DOCUMENT TEXT:
....................

1996        Jun 27, President Clinton and other Group of Seven leaders meeting in Lyon, France, pledged solidarity against terrorism following a truck bombing in Saudi Arabia that killed 19 Americans.
    (AP, 6/27/97)
1996        Jun 27, A Dallas police officer was charged with trying to hire a hit man to kill football star Michael Irvin; Johnnie Hernandez later pleaded guilty to solicitation of capital murder. He was sentenced to serve two concurrent six-year prison terms, and was paroled in 1998.
    (AP, 6/27/06)
1996        Jun 27, The GM North Tarrytown Assembly Plant in NY produced its last minivan prior to closure for the remaining 2,100 workers.
    (WSJ, 6/26/96, p.A1)
1996        Jun 27, A team of scientists using the Hubble space telescope believe that they have identified galaxies that were formed 14-7.5 Billion years ago. The images, called the Hubble Deep Field, were made in Dec. and released in Jan.

....................

DIRECTION:
Continue the June 27, 1996 chronology from the point where it stops. The data that comes next is separate material and has no connection to the chronology.

....................

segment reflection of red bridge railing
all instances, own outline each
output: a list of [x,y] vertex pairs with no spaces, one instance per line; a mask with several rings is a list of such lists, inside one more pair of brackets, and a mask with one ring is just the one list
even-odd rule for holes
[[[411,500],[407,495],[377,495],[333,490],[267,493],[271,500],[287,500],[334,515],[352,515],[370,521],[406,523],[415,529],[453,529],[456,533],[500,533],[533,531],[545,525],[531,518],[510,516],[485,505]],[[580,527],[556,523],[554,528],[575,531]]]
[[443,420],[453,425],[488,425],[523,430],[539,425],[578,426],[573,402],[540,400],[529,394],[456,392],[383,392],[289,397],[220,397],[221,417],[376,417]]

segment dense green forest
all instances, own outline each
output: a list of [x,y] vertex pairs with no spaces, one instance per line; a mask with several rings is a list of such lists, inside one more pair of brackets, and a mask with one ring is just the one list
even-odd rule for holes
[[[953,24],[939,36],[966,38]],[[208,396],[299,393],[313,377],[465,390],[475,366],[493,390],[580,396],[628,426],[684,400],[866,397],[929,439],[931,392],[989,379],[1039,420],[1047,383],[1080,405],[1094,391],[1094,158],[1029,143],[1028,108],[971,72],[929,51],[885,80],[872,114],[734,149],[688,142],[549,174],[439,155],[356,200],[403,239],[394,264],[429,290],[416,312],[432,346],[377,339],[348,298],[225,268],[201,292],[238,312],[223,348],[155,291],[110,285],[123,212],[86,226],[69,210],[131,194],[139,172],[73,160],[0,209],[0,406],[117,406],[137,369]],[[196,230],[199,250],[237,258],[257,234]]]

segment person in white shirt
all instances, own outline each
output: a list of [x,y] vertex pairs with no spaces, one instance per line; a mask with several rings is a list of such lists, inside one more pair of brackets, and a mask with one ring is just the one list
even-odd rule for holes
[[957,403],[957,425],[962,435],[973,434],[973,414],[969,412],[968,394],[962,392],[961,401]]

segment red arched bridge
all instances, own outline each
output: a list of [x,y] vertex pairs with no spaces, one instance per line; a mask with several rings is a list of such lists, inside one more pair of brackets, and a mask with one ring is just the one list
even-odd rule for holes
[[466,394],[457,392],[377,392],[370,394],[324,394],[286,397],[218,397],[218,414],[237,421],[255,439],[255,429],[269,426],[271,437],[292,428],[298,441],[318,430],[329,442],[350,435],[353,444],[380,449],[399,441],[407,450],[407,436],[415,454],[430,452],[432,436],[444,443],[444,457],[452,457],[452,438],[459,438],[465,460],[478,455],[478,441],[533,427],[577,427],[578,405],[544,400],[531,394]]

....................

RESULT:
    (SFC, 6/27/96, p.A1)
1996        Jun 27, Anne Marie Fahey (30), the secretary of Gov. Thomas Carper, disappeared from Wilmington after dining at a Philadelphia restaurant with Thomas Capano. Capano, a prominent lawyer who had dated Fahey, was later accused of her murder based on testimony from his two brothers, who had helped him dispose the body. In 1998 Capano admitted that he disposed Fahey’s body but insisted that her death was an accident. In 1998 Capano testified that Fahey was shot accidentally by former mistress Deborah MacIntyre, who denied the charge. Capano was convicted by a jury on Jan 17, 1999. On Mar 16, 1999, Capano was sentenced to death.
    (SFEC,12/14/97, p.A4)(SFEC, 10/5/98, p.A5)(SFC, 10/27/98, p.A2)(SFC, 12/22/98, p.A2)(SFC, 1/18/99, p.A2)(SFC, 3/17/99, p.A2)
1996        Jun 27, Albert R. "Cubby" Broccoli (87), film producer, died. Together with Harry Saltzman, Broccoli produced the James Bond series of films. His forbears in Italy invented the broccoli vegetable by crossing Italian rabe with cauliflower.
    (WP, 6/29/96, p.B6)(MC, 6/27/02)
1996        Jun 27, Mollie Beattie (1947-1996), head of the US Fish and Wildlife Service from 1993, died.
    (WP, 6/29/96, p.B6)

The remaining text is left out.